>>>>

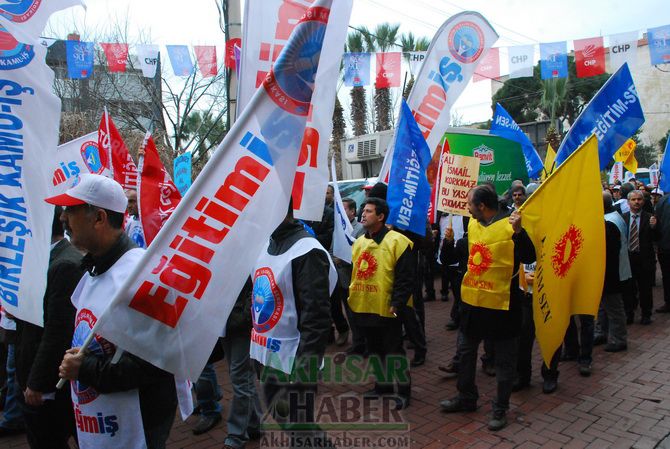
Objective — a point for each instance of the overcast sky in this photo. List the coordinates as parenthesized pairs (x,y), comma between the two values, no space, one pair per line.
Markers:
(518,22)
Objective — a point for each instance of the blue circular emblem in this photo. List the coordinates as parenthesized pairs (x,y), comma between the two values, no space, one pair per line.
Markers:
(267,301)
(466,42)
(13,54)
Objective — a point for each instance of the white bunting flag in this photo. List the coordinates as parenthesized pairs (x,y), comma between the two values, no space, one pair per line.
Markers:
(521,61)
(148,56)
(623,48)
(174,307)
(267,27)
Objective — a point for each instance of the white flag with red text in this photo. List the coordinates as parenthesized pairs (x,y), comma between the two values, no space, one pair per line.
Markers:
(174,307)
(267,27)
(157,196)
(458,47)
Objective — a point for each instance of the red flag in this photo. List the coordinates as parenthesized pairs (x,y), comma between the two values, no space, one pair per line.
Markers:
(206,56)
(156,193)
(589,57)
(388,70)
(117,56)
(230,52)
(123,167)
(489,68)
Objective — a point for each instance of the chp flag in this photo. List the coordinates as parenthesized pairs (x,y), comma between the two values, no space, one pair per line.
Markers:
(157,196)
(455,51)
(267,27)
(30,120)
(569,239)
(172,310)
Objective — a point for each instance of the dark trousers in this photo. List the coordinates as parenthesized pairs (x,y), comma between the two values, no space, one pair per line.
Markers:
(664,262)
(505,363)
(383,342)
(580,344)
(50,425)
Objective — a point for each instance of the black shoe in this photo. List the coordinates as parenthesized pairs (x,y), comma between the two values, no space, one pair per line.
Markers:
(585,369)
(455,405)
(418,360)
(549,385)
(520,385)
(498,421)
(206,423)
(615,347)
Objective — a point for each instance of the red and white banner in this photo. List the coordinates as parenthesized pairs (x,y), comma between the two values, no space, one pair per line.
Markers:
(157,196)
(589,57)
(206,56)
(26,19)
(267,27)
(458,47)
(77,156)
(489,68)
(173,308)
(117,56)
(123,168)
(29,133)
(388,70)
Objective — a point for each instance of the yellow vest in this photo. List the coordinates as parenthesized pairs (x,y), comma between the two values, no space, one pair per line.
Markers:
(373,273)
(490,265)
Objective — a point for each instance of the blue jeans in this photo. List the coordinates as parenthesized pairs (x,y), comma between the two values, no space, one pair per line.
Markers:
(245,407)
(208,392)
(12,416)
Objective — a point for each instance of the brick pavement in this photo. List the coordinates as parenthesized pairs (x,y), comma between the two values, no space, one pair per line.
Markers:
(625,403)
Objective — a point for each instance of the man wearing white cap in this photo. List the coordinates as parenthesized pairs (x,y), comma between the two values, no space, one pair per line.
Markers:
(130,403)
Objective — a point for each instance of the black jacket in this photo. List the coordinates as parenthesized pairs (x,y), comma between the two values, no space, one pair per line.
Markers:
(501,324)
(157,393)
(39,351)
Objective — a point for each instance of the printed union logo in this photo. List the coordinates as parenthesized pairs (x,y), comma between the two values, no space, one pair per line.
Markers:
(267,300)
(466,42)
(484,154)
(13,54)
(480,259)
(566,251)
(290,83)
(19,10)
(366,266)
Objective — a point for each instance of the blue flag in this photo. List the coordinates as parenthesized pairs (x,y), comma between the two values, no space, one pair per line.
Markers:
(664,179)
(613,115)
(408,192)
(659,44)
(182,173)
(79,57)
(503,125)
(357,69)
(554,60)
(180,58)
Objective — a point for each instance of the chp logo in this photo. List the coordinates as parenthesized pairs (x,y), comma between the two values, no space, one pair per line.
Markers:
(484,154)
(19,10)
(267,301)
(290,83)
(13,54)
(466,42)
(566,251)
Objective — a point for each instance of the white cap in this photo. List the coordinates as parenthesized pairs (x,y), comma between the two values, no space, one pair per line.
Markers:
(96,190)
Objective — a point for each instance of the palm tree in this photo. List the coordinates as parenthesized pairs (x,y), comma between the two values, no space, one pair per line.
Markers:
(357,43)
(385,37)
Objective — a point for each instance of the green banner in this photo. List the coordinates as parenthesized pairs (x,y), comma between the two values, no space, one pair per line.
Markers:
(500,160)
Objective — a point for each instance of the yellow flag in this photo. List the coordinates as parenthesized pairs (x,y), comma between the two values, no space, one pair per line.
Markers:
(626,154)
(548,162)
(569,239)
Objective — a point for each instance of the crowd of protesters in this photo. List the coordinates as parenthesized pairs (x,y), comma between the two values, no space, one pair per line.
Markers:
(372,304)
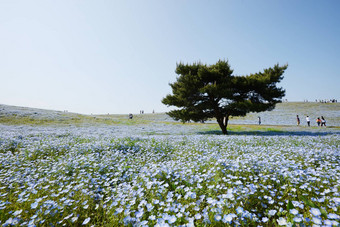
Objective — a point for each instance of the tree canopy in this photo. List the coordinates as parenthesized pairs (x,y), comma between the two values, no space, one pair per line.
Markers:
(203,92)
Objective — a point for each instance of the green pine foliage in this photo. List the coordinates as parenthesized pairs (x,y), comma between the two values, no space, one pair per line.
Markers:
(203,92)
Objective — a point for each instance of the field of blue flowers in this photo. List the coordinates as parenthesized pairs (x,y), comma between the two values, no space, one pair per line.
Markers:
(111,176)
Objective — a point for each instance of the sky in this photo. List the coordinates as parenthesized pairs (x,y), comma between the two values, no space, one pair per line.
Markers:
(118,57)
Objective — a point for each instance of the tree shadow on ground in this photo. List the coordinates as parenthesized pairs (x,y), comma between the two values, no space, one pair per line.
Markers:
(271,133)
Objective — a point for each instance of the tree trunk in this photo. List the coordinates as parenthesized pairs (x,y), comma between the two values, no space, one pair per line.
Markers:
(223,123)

<<<<

▶ **TASK STATEMENT**
Search the data for the string "yellow" and copy out every line where it is found.

▶ **TASK RESPONSE**
Objective — a point for each instance of the yellow vest in this photo. List the coordinates as parenthesized pairs (x,y), comma between the two values, no space, one pair per line.
Objective — a point for each instance of the yellow flag in this photo. List the coordinates as parenthesized pairs (x,y), comma between the two values, no space, one pair per line.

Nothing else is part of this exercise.